**** MATERIAL SUPPLIED ****

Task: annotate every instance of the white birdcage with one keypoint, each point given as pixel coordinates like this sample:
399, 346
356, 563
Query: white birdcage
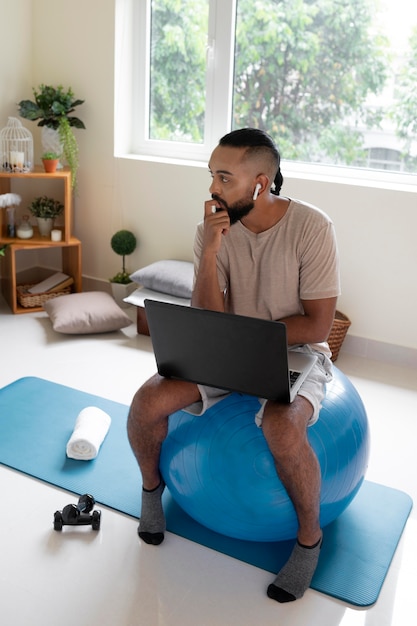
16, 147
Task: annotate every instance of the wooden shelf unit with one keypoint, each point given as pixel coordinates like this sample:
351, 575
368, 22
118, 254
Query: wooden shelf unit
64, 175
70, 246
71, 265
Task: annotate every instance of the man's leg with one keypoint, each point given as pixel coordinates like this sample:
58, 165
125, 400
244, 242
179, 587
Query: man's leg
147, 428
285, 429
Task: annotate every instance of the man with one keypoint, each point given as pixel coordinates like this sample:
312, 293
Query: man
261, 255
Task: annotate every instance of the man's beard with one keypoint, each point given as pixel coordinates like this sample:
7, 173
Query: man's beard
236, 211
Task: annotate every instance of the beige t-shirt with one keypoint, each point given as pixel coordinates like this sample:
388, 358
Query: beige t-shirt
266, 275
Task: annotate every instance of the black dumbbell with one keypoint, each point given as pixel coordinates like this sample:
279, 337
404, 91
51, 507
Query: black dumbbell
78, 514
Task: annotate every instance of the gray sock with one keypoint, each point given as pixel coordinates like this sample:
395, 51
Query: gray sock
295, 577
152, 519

****
**** MATERIAL SUPPLIED ****

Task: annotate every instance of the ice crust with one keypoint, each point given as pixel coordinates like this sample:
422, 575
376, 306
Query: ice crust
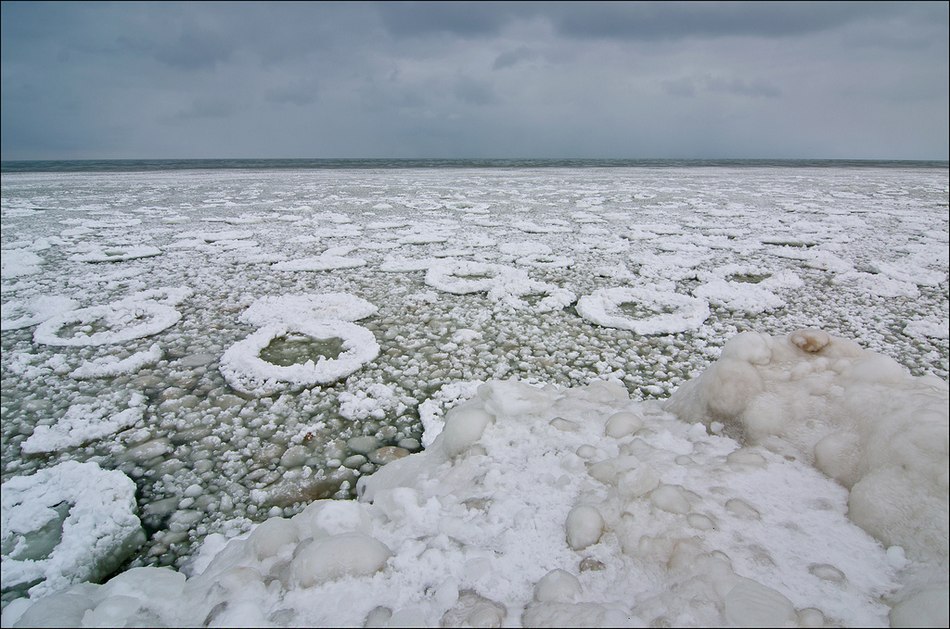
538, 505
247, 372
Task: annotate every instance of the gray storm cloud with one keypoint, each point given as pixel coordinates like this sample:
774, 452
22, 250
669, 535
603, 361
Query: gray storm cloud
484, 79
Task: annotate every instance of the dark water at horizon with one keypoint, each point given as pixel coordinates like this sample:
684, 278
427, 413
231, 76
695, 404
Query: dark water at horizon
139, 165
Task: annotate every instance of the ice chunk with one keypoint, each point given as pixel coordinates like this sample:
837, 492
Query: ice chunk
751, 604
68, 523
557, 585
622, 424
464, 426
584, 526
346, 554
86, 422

****

- [ACTIVITY]: Please report how many lines of the entries above contain the string "keypoint". Reply with only the number.

- [TASK ANSWER]: 12